▸ SOURCE RECORDS
+-------+

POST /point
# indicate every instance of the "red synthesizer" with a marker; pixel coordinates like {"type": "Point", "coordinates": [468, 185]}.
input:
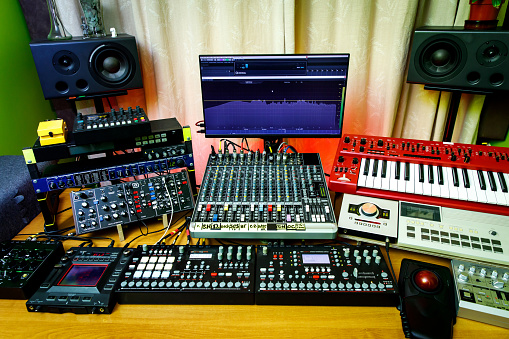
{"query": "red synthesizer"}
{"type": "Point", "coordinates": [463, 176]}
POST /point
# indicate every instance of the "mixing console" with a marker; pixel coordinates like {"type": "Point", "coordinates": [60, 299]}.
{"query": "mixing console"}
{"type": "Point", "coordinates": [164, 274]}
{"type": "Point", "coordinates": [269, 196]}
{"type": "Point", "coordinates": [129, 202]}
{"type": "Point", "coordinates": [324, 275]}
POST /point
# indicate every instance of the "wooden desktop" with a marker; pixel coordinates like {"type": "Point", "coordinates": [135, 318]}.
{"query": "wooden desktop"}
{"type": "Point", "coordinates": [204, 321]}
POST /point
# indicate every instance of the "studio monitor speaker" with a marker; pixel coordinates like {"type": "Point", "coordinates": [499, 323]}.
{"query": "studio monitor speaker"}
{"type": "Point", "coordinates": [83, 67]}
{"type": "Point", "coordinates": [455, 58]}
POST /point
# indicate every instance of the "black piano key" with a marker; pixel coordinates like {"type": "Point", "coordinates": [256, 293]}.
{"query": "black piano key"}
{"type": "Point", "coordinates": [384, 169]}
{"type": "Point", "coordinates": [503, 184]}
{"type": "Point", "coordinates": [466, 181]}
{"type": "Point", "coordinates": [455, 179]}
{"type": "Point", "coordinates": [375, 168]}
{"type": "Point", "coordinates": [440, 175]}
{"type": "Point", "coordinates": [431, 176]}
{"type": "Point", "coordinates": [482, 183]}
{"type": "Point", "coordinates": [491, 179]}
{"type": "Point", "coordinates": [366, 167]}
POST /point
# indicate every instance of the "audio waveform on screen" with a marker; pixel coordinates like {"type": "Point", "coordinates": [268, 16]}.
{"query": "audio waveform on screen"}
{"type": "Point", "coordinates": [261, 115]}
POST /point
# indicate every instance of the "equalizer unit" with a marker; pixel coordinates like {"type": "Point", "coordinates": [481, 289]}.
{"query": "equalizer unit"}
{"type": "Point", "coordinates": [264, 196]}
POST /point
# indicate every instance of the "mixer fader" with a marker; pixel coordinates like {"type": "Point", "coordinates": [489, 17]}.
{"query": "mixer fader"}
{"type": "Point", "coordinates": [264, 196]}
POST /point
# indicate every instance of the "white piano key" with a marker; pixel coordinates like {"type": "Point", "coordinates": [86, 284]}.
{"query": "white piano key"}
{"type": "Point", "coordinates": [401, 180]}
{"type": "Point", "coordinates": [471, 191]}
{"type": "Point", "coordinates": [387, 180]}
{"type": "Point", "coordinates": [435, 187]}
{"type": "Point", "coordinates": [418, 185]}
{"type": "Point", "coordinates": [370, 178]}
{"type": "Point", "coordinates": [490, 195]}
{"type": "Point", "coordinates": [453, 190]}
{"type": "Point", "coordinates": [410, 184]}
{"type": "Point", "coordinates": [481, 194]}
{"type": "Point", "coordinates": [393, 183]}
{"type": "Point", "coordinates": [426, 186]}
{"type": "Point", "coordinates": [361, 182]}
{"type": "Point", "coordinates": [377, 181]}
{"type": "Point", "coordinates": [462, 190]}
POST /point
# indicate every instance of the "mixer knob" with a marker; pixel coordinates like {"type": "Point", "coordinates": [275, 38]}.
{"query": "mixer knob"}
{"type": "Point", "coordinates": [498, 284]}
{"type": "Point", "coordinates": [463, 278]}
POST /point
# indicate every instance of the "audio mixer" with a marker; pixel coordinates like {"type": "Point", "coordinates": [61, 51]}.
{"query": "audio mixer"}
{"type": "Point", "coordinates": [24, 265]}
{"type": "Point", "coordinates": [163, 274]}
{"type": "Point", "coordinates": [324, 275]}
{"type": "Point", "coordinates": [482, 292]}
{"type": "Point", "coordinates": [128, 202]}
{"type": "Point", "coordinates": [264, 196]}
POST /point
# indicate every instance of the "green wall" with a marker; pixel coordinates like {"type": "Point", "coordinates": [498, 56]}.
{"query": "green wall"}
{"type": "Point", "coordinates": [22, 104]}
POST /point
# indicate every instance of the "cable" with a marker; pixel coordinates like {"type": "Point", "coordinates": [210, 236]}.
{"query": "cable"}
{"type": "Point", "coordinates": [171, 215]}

+-------+

▸ TASK TO CARRY OUT
Copy out all the data without changing anything, and drop the pictures.

▸ EXERCISE RESULT
POST /point
# indicate every instance of the "red synthesizer" with a marker; pixel coordinates like {"type": "Point", "coordinates": [468, 185]}.
input:
{"query": "red synthesizer"}
{"type": "Point", "coordinates": [463, 176]}
POST /point
# indicate every instance of the "mixing console" with a marker; pixel coordinates like {"type": "Point", "coordinates": [60, 299]}.
{"query": "mixing console"}
{"type": "Point", "coordinates": [164, 274]}
{"type": "Point", "coordinates": [269, 196]}
{"type": "Point", "coordinates": [129, 202]}
{"type": "Point", "coordinates": [324, 275]}
POST /point
# indicate every instance of the "wooden desktop" with a marker; pixel coordinates like {"type": "Point", "coordinates": [135, 318]}.
{"query": "wooden desktop"}
{"type": "Point", "coordinates": [204, 321]}
POST /point
# indicate every instance of the "studio monitor speaker" with a marker; pixel coordinates like {"type": "Point", "coordinates": [499, 323]}.
{"query": "studio monitor speaker"}
{"type": "Point", "coordinates": [83, 67]}
{"type": "Point", "coordinates": [455, 58]}
POST /point
# indicate every instance of the "black piano key" with a marker; pixel coordinates like {"type": "Point", "coordinates": [256, 293]}.
{"query": "black piano key"}
{"type": "Point", "coordinates": [384, 169]}
{"type": "Point", "coordinates": [503, 184]}
{"type": "Point", "coordinates": [466, 181]}
{"type": "Point", "coordinates": [455, 179]}
{"type": "Point", "coordinates": [375, 168]}
{"type": "Point", "coordinates": [440, 175]}
{"type": "Point", "coordinates": [431, 176]}
{"type": "Point", "coordinates": [482, 183]}
{"type": "Point", "coordinates": [491, 179]}
{"type": "Point", "coordinates": [366, 167]}
POST /point
# indicate every instance of the "audio waveform on screen" with a marker; pixel coordinates like {"type": "Point", "coordinates": [268, 16]}.
{"query": "audio waveform on screen"}
{"type": "Point", "coordinates": [261, 115]}
POST /point
# indicate every instance of the "equalizer unit" with a marker; pixel coordinates like {"type": "Point", "coordinates": [481, 289]}.
{"query": "equalizer unit"}
{"type": "Point", "coordinates": [264, 196]}
POST /point
# indicate every instance of the "mixer fader" with a marker; pixel coordinates like {"type": "Point", "coordinates": [489, 17]}.
{"query": "mixer fader"}
{"type": "Point", "coordinates": [264, 196]}
POST /point
# indicate every instance of the "white piano key" with a marker; pixel coordinates like {"type": "Point", "coordinates": [86, 284]}.
{"query": "white piano key"}
{"type": "Point", "coordinates": [401, 180]}
{"type": "Point", "coordinates": [471, 191]}
{"type": "Point", "coordinates": [387, 180]}
{"type": "Point", "coordinates": [435, 187]}
{"type": "Point", "coordinates": [418, 185]}
{"type": "Point", "coordinates": [370, 178]}
{"type": "Point", "coordinates": [490, 195]}
{"type": "Point", "coordinates": [453, 190]}
{"type": "Point", "coordinates": [410, 184]}
{"type": "Point", "coordinates": [481, 194]}
{"type": "Point", "coordinates": [393, 183]}
{"type": "Point", "coordinates": [426, 186]}
{"type": "Point", "coordinates": [361, 182]}
{"type": "Point", "coordinates": [377, 181]}
{"type": "Point", "coordinates": [462, 190]}
POST /point
# indicate every instance of the "mixer knob" with a marker; pixel coordinates like {"type": "Point", "coordinates": [275, 38]}.
{"query": "mixer knob"}
{"type": "Point", "coordinates": [498, 284]}
{"type": "Point", "coordinates": [463, 278]}
POST /point
# indicate every instance of the "audio mixer" with a marker; pixel coordinates like {"type": "Point", "coordinates": [61, 51]}.
{"query": "audio mixer"}
{"type": "Point", "coordinates": [24, 265]}
{"type": "Point", "coordinates": [163, 274]}
{"type": "Point", "coordinates": [324, 275]}
{"type": "Point", "coordinates": [482, 292]}
{"type": "Point", "coordinates": [128, 202]}
{"type": "Point", "coordinates": [264, 196]}
POST /point
# indicate every instance of the "green wall" with a marker; pixel coordinates like {"type": "Point", "coordinates": [498, 56]}.
{"query": "green wall"}
{"type": "Point", "coordinates": [22, 104]}
POST /point
# indicate every instance of the "cable" with a marker; pixel coordinates like {"type": "Point", "coordinates": [210, 236]}.
{"query": "cable"}
{"type": "Point", "coordinates": [171, 215]}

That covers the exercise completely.